— start Dataset records —

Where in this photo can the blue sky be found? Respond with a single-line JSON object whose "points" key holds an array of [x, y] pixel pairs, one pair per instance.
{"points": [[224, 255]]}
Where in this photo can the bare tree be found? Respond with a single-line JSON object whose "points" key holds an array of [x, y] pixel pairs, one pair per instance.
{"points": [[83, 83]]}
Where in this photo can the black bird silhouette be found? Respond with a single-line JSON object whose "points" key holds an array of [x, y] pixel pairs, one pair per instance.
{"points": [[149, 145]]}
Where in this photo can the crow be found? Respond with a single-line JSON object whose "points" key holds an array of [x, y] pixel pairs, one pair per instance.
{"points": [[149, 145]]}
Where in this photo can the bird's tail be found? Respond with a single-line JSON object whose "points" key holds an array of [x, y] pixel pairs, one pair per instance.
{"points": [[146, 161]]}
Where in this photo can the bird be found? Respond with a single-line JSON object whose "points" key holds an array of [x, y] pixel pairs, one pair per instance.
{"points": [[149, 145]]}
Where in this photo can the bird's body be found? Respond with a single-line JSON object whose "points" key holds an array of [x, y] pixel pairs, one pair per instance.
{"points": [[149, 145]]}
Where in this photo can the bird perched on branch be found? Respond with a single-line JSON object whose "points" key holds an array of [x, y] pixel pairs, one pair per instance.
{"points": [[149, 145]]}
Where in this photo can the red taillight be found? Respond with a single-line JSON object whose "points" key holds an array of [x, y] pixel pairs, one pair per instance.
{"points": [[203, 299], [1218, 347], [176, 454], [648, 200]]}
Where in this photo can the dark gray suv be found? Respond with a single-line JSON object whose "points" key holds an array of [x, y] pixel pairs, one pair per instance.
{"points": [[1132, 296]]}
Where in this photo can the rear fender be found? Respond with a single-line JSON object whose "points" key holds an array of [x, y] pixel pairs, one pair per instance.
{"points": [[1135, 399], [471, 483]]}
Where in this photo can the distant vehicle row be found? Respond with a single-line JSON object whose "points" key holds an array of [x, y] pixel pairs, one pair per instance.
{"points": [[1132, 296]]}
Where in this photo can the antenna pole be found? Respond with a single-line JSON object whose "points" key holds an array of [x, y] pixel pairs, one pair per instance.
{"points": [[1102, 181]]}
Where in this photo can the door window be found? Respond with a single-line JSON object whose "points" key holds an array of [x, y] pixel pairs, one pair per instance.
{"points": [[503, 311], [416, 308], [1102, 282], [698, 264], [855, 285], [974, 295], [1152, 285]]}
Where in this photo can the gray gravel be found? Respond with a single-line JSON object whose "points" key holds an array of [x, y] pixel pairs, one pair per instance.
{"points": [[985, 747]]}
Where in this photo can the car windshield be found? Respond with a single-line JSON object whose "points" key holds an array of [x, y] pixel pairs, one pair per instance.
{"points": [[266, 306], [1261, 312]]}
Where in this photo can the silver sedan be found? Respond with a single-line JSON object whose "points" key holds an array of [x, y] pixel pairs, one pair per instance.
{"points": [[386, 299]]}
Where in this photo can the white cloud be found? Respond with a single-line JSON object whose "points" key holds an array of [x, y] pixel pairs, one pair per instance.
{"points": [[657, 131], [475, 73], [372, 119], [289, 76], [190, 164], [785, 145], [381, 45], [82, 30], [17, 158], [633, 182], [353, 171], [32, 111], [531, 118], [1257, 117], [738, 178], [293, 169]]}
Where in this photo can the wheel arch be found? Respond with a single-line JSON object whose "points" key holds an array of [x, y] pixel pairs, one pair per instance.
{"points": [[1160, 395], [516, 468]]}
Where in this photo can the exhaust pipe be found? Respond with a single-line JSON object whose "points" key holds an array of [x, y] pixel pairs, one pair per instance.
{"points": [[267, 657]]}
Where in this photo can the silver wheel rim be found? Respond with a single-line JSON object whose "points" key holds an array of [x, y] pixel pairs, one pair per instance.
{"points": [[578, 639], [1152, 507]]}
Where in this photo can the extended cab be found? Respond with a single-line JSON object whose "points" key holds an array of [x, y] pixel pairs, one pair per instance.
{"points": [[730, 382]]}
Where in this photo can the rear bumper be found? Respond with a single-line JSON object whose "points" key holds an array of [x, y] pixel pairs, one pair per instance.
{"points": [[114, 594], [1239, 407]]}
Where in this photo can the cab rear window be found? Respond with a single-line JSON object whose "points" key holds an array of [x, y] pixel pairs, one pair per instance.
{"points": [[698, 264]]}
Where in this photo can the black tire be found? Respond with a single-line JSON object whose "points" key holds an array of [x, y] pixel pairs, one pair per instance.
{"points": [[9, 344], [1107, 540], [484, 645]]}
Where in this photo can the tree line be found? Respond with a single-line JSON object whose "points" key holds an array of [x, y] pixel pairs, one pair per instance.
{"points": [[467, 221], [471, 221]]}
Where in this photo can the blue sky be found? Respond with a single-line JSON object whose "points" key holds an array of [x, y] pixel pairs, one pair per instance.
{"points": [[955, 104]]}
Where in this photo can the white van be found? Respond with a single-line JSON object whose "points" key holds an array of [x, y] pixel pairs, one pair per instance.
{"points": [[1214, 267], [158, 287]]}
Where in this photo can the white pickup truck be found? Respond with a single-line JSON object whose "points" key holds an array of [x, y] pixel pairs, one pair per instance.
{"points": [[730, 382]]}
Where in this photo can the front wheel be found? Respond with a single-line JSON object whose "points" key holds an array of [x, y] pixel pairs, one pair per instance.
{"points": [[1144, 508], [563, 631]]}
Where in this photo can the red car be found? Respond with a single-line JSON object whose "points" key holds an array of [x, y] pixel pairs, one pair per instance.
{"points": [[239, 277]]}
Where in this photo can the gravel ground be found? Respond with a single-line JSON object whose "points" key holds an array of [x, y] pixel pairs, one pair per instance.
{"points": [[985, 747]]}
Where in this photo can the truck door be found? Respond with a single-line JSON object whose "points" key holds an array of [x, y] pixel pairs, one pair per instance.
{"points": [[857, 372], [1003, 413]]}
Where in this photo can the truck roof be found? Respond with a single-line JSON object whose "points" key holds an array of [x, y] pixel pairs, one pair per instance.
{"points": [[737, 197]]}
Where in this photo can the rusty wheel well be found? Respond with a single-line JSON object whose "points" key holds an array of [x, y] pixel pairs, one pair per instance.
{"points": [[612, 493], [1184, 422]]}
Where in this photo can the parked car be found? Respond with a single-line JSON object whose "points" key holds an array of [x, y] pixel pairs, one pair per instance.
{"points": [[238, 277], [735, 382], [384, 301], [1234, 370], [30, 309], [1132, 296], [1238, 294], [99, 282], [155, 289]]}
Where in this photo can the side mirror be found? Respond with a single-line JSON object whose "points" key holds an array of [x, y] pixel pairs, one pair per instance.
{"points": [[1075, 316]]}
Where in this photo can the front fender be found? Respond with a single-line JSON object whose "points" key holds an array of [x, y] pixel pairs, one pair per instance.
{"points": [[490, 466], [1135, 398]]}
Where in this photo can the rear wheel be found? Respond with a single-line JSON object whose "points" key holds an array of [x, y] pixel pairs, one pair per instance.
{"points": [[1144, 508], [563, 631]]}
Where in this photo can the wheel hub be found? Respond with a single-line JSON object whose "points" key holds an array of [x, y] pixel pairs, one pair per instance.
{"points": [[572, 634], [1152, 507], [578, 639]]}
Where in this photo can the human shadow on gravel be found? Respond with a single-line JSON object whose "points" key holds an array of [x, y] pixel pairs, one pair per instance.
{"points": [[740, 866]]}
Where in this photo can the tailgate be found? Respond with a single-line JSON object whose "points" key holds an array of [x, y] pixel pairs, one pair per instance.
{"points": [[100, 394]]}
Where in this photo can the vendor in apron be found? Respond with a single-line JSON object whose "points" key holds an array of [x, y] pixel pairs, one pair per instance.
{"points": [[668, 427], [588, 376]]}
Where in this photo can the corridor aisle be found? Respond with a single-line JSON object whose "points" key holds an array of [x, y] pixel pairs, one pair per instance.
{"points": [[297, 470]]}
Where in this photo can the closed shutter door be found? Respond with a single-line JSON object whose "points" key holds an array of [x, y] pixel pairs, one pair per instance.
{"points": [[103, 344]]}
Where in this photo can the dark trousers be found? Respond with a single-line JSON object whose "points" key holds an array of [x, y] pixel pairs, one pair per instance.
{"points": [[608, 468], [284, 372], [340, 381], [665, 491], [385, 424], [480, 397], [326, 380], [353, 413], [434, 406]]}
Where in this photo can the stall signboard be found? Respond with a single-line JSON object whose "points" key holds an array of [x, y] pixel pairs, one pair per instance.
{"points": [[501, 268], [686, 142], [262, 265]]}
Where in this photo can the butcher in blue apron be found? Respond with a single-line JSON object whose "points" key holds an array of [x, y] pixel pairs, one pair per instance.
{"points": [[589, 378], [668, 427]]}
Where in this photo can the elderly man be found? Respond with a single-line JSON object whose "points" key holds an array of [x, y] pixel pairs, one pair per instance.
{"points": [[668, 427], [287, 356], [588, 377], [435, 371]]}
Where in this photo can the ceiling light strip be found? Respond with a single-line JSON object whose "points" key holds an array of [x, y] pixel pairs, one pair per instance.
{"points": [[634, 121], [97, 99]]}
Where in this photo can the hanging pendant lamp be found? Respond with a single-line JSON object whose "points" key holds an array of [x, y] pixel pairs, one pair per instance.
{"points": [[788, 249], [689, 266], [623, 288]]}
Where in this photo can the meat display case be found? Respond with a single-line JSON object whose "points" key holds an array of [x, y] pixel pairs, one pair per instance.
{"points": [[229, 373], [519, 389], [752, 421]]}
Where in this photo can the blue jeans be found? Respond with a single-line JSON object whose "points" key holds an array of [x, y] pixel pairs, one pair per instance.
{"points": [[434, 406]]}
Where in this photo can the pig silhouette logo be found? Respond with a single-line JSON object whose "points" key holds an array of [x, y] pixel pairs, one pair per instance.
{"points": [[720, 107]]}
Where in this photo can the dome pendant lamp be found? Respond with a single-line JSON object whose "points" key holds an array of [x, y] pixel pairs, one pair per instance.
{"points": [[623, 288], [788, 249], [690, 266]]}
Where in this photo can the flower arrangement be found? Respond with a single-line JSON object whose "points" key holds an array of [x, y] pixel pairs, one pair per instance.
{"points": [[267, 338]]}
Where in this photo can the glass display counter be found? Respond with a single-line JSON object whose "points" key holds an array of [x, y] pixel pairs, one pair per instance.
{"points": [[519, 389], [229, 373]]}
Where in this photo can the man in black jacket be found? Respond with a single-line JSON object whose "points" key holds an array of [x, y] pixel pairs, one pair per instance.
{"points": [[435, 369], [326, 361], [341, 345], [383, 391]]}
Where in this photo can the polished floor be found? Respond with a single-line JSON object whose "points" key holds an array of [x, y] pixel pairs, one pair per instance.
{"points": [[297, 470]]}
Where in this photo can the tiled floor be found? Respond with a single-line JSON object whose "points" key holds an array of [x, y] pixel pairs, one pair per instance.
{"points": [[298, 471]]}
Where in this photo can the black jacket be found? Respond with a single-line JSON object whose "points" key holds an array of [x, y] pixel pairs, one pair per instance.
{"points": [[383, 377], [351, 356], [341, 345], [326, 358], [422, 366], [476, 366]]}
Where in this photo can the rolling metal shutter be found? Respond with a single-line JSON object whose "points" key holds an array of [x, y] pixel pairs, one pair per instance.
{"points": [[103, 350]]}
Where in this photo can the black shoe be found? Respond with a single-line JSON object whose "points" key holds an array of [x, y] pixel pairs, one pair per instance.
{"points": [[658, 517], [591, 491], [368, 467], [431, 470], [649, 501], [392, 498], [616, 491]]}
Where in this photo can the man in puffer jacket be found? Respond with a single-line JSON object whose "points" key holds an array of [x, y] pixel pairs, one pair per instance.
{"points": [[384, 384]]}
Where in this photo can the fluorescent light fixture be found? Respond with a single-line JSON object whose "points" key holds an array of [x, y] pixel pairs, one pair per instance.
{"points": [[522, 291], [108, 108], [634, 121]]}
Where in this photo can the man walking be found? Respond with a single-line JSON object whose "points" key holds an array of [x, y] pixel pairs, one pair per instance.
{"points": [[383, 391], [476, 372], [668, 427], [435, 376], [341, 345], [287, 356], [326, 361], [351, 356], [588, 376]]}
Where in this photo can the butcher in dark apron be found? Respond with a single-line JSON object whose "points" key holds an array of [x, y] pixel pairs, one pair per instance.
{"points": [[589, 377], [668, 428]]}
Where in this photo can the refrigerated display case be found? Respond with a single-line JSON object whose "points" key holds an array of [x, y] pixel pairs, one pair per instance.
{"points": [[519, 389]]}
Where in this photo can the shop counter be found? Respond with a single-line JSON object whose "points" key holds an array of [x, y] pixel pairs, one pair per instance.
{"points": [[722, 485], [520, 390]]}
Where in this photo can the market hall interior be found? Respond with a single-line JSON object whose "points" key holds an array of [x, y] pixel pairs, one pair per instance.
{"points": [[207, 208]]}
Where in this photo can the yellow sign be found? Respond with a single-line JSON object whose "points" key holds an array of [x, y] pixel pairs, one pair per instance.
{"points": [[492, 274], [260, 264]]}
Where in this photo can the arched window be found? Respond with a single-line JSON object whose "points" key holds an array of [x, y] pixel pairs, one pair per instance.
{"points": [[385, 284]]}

— end Dataset records —

Work to be completed: Arrange the stretch from the line containing "Where in this photo can the yellow" through the end of the material as a Markdown table with two columns, Number and Entry. Put a row number in Number and the line itself in Entry, and leave out any blank lines.

Exercise result:
| Number | Entry |
|---|---|
| 1 | Where in this photo can the yellow sign be found? Respond with a single-line JSON object whose "points" key holds an array of [x, y] pixel pairs, one pair per instance. |
| 2 | {"points": [[492, 274], [260, 264]]} |
| 3 | Where in this photo can the arched window be found? Respond with a single-line JSON object whose "points" key holds an array of [x, y] pixel pairs, one pair per instance. |
| 4 | {"points": [[385, 284]]} |